Source data
Start of Block

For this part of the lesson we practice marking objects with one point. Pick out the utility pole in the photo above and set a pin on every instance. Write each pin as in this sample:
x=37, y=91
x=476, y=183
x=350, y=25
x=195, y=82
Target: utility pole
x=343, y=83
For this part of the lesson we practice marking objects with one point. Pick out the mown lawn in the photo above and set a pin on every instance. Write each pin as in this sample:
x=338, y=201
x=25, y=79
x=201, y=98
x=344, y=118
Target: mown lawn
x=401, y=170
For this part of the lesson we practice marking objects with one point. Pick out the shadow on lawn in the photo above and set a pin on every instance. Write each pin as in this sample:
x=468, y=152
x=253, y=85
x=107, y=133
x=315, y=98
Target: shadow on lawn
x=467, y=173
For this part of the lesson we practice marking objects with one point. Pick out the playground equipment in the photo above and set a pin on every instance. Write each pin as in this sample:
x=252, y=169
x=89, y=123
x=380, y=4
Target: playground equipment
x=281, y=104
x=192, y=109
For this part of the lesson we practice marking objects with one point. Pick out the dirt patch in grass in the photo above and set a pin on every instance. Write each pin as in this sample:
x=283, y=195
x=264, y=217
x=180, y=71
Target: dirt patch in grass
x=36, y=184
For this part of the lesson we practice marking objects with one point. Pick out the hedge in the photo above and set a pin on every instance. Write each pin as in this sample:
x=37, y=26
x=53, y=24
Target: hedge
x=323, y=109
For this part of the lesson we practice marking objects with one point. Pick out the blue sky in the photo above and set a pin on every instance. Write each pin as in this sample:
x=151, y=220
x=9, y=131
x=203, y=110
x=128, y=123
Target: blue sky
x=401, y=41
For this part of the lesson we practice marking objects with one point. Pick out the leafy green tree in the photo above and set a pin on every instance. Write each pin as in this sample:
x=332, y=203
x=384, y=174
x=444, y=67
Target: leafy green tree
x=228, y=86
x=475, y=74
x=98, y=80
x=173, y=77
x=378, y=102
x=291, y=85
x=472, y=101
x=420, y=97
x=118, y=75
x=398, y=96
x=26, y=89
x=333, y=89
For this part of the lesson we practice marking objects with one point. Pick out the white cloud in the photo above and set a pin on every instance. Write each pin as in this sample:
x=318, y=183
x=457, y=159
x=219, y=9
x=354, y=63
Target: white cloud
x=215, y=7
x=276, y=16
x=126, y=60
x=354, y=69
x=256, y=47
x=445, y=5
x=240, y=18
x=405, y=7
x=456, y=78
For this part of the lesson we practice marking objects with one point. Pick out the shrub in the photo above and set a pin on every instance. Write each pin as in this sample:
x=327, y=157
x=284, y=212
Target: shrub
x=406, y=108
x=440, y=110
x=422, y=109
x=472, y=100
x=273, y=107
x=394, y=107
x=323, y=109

End of Block

Instructions for the task »
I'd like an exact copy of the lines above, from the very first one through the line that contains "x=195, y=82", with nothing else added.

Exercise answer »
For this part of the lesson we practice marking objects with one point. Pick out the utility pole in the photo above and set a pin on every instance. Write each pin as in this sample:
x=37, y=91
x=476, y=183
x=350, y=25
x=195, y=82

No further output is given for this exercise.